───── Task input ─────

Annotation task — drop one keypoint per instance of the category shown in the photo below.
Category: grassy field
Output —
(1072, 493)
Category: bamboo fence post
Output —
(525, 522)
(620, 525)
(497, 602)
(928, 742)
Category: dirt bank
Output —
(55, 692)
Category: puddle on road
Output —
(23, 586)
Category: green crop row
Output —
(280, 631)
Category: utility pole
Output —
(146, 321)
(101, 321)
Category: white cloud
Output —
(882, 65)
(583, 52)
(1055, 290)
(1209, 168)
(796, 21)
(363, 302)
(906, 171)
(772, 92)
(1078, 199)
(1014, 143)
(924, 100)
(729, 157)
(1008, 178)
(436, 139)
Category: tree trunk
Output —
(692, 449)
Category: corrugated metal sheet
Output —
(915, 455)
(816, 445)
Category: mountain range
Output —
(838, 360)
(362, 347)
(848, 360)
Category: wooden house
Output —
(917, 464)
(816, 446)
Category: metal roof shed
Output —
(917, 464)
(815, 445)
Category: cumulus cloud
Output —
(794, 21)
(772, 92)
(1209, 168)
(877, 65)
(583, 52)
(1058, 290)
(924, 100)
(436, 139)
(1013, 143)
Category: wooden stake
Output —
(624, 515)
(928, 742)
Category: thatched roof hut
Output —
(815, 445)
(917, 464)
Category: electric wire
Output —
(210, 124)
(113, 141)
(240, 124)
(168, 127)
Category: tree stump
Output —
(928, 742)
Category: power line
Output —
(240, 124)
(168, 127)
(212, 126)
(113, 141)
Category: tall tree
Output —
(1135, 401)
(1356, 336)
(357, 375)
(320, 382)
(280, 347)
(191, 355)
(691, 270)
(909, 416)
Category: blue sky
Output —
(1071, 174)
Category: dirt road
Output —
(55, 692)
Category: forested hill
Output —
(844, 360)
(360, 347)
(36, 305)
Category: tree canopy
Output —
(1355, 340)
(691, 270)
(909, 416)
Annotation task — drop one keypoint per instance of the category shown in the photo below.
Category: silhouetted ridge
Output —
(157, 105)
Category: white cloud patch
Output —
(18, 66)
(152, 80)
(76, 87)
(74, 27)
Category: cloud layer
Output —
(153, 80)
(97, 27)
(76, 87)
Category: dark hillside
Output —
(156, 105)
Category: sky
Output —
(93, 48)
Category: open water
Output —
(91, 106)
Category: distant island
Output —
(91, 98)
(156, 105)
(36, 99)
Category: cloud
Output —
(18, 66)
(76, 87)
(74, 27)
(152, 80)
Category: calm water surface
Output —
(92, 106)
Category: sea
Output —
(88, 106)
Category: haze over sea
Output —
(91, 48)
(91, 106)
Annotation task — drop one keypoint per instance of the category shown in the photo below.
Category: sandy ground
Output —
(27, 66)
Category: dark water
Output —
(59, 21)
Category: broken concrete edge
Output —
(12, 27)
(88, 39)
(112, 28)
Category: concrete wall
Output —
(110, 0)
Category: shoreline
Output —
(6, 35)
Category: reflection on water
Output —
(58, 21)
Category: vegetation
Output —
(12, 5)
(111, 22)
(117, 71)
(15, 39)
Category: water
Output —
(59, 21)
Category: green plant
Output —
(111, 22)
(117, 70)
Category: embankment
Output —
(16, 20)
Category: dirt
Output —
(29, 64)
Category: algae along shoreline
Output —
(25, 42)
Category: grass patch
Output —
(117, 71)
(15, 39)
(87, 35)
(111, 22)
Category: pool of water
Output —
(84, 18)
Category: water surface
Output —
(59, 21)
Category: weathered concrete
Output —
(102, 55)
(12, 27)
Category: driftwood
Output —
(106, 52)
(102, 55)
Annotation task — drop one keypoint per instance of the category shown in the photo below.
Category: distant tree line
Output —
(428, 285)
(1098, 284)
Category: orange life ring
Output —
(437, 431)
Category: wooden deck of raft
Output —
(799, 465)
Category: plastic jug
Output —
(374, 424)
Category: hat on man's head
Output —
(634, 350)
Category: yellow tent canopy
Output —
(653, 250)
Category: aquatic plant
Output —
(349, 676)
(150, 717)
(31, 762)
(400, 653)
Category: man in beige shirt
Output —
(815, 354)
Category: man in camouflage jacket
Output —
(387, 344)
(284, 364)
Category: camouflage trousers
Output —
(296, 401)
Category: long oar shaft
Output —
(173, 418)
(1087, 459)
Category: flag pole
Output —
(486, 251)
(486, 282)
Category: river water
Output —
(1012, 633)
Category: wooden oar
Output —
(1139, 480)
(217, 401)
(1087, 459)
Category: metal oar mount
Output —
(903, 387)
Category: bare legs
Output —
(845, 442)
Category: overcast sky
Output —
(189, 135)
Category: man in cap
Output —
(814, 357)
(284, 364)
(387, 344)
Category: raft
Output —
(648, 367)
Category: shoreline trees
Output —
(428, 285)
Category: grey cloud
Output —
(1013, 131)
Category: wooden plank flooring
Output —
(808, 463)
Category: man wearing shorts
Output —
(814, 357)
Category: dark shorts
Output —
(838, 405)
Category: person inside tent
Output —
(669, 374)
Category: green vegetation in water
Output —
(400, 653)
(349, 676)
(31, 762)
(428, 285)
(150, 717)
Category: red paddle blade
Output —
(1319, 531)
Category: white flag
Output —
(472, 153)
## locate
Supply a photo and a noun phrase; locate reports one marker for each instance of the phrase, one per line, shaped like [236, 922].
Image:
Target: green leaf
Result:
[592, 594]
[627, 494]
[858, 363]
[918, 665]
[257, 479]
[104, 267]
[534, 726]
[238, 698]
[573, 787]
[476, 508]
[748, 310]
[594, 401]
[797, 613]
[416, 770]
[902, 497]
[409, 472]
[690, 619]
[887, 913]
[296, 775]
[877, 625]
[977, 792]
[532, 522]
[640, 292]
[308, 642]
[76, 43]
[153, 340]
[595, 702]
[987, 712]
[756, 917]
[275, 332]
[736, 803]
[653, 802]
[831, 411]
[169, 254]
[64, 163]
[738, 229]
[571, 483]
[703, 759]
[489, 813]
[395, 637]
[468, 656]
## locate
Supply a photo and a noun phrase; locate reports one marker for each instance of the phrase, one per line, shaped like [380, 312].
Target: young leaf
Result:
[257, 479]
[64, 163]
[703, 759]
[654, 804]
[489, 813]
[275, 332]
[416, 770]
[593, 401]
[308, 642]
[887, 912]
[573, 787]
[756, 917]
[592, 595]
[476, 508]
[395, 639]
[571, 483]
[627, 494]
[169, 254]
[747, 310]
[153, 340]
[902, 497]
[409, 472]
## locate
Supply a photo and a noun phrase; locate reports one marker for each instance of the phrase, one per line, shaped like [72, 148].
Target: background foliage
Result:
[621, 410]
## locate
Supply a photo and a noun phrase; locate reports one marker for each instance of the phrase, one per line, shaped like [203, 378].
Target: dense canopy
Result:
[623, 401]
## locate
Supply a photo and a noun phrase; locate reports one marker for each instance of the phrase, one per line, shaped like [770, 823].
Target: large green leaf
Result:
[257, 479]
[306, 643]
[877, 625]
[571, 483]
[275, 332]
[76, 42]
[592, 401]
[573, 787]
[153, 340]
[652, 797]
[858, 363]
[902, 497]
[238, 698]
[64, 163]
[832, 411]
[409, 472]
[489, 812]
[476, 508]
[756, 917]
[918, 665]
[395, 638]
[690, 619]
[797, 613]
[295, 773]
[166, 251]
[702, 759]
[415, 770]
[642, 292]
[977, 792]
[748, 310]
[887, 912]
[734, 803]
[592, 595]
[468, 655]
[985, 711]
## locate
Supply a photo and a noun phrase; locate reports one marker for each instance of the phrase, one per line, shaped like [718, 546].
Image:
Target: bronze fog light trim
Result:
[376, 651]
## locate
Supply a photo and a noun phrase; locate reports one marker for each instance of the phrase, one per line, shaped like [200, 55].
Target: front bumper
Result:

─────

Reproduce the entries above in full, verbatim.

Annotation task — drop one keypoint per instance of the category shown in the photo below.
Category: grassy field
Output —
(1072, 493)
Category: bamboo fence post
Output —
(525, 522)
(620, 525)
(497, 602)
(928, 742)
Category: dirt bank
Output —
(55, 692)
Category: puddle on road
Output —
(23, 586)
Category: green crop row
Output —
(280, 631)
Category: utility pole
Output —
(146, 321)
(101, 321)
Category: white cloud
Output —
(882, 65)
(583, 52)
(1055, 290)
(1209, 168)
(796, 21)
(363, 302)
(906, 171)
(772, 92)
(1078, 199)
(1014, 143)
(924, 100)
(729, 157)
(1008, 178)
(436, 139)
Category: tree trunk
Output —
(692, 449)
Category: corrugated metal sheet
Output —
(915, 455)
(816, 445)
Category: mountain range
Output —
(838, 360)
(362, 347)
(848, 360)
Category: wooden house
Output —
(917, 464)
(816, 446)
Category: metal roof shed
Output —
(917, 464)
(815, 445)
Category: cumulus cloud
Output —
(794, 21)
(772, 92)
(1209, 168)
(877, 65)
(583, 52)
(1058, 290)
(924, 100)
(436, 139)
(1013, 143)
Category: wooden stake
Output —
(624, 515)
(928, 742)
Category: thatched roof hut
Output —
(815, 445)
(917, 464)
Category: electric wire
Output —
(210, 124)
(113, 141)
(240, 124)
(168, 127)
Category: tree stump
Output —
(928, 742)
Category: power line
Output —
(240, 124)
(168, 127)
(212, 126)
(113, 141)
Category: tall tree
Output —
(1135, 401)
(1356, 336)
(357, 375)
(320, 382)
(280, 347)
(191, 355)
(691, 270)
(909, 416)
Category: blue sky
Output —
(1071, 174)
Category: dirt road
Output —
(55, 692)
Category: forested hill
Output —
(844, 360)
(360, 347)
(36, 305)
Category: tree canopy
Output —
(1355, 340)
(691, 270)
(909, 416)
Annotation task — drop one keypoint per instance of the category shown in the photo below.
Category: silhouetted ridge
Output —
(157, 105)
Category: white cloud patch
Output —
(18, 66)
(152, 80)
(76, 87)
(74, 27)
Category: cloud layer
Output —
(153, 80)
(97, 27)
(76, 87)
Category: dark hillside
Output —
(156, 105)
Category: sky
Output —
(93, 48)
Category: open water
Output —
(91, 106)
Category: distant island
Output —
(91, 98)
(156, 105)
(36, 99)
Category: cloud
Output —
(18, 66)
(76, 87)
(74, 27)
(152, 80)
Category: calm water surface
Output —
(92, 106)
Category: sea
Output —
(88, 106)
Category: haze over sea
Output —
(91, 48)
(91, 106)
Annotation task — drop one keypoint per instance of the category shown in the photo below.
Category: sandy ground
Output —
(27, 66)
Category: dark water
Output —
(59, 21)
Category: broken concrete edge
Output —
(12, 27)
(88, 39)
(112, 28)
Category: concrete wall
Output —
(110, 0)
Category: shoreline
Output —
(6, 35)
Category: reflection on water
Output —
(58, 21)
Category: vegetation
Output —
(12, 5)
(111, 22)
(117, 71)
(15, 39)
Category: water
Output —
(59, 21)
Category: green plant
Output —
(111, 22)
(117, 70)
Category: embankment
Output —
(16, 20)
Category: dirt
Output —
(29, 64)
Category: algae along shoreline
Output —
(25, 42)
Category: grass patch
Output —
(117, 71)
(15, 39)
(87, 35)
(111, 22)
Category: pool of water
Output —
(84, 18)
Category: water surface
Output —
(59, 21)
Category: weathered concrete
Output —
(102, 55)
(12, 27)
Category: driftwood
Output —
(106, 52)
(102, 55)
Annotation task — drop one keypoint per instance of the category shown in the photo below.
Category: distant tree line
Output —
(428, 285)
(1098, 284)
Category: orange life ring
Output —
(437, 431)
Category: wooden deck of raft
Output —
(799, 465)
Category: plastic jug
Output —
(374, 424)
Category: hat on man's head
Output —
(634, 350)
Category: yellow tent canopy
Output —
(653, 250)
Category: aquatic plant
Output —
(349, 676)
(150, 717)
(31, 762)
(400, 653)
Category: man in beige shirt
Output —
(815, 354)
Category: man in camouflage jacket
Output —
(387, 344)
(284, 364)
Category: camouflage trousers
Output —
(296, 401)
Category: long oar shaft
Output —
(173, 418)
(1087, 459)
Category: flag pole
Output —
(486, 251)
(486, 282)
Category: river water
Output —
(1012, 633)
Category: wooden oar
Output —
(1139, 480)
(217, 401)
(1087, 459)
Category: metal oar mount
Output —
(903, 387)
Category: bare legs
Output —
(845, 442)
Category: overcast sky
Output —
(189, 135)
Category: man in cap
Output —
(814, 357)
(284, 364)
(387, 344)
Category: raft
Output —
(648, 367)
Category: shoreline trees
Output —
(428, 285)
Category: grey cloud
Output —
(1013, 131)
Category: wooden plank flooring
Output —
(808, 463)
Category: man wearing shorts
Output —
(814, 357)
Category: dark shorts
Output —
(838, 405)
Category: person inside tent
Output —
(669, 374)
Category: green vegetation in water
Output —
(400, 653)
(349, 676)
(31, 762)
(428, 285)
(150, 717)
Category: red paddle blade
Output —
(1319, 531)
Category: white flag
Output —
(472, 153)
## locate
Supply a photo and a noun phrase; locate reports one marker for each instance of the phrase, one per line, shaped like [236, 922].
Image:
Target: green leaf
Result:
[592, 594]
[627, 494]
[858, 363]
[918, 665]
[257, 479]
[104, 267]
[534, 726]
[238, 698]
[573, 787]
[476, 508]
[748, 310]
[594, 401]
[797, 613]
[416, 770]
[902, 497]
[409, 472]
[690, 619]
[887, 913]
[296, 775]
[877, 625]
[977, 792]
[532, 522]
[640, 292]
[308, 642]
[76, 43]
[153, 340]
[595, 702]
[987, 712]
[756, 917]
[275, 332]
[736, 803]
[653, 802]
[831, 411]
[169, 254]
[64, 163]
[738, 229]
[571, 483]
[703, 759]
[489, 813]
[395, 637]
[468, 656]
## locate
Supply a photo and a noun phrase; locate reports one marker for each instance of the phrase, one per line, shaped like [380, 312].
Target: young leaf
Result:
[257, 479]
[64, 163]
[703, 759]
[654, 804]
[489, 813]
[275, 332]
[416, 770]
[593, 401]
[308, 642]
[887, 912]
[573, 787]
[756, 917]
[592, 595]
[476, 508]
[395, 639]
[571, 483]
[627, 494]
[169, 254]
[747, 310]
[153, 340]
[902, 497]
[409, 472]
## locate
Supply a photo and a noun phrase; locate reports one marker for each instance of the phrase, one per line, shaped like [72, 148].
Target: background foliage
Result:
[621, 410]
## locate
Supply a photo and a noun phrase; locate reports one marker for each instance of the phrase, one per line, shaped like [203, 378].
Target: dense canopy
Result:
[623, 401]
## locate
Supply a photo and a noun phrase; locate reports one marker for each instance of the phrase, one per line, shaped like [770, 823].
Target: large green leaf
Result:
[257, 479]
[306, 643]
[877, 625]
[571, 483]
[275, 332]
[76, 42]
[592, 401]
[573, 787]
[153, 340]
[652, 797]
[858, 363]
[902, 497]
[238, 698]
[64, 163]
[832, 411]
[409, 472]
[489, 812]
[476, 508]
[756, 917]
[918, 665]
[395, 638]
[690, 619]
[797, 613]
[295, 773]
[166, 251]
[702, 759]
[415, 770]
[642, 292]
[977, 792]
[748, 310]
[887, 912]
[734, 803]
[592, 595]
[468, 655]
[985, 711]
## locate
Supply a photo and a noun phrase; locate reports one marker for each instance of the phrase, one per line, shaped like [718, 546].
Image:
Target: bronze fog light trim
Result:
[376, 651]
## locate
Supply a photo and a noun phrase; locate reports one marker for each instance of the phrase, one per line, shaped like [200, 55].
Target: front bumper
Result:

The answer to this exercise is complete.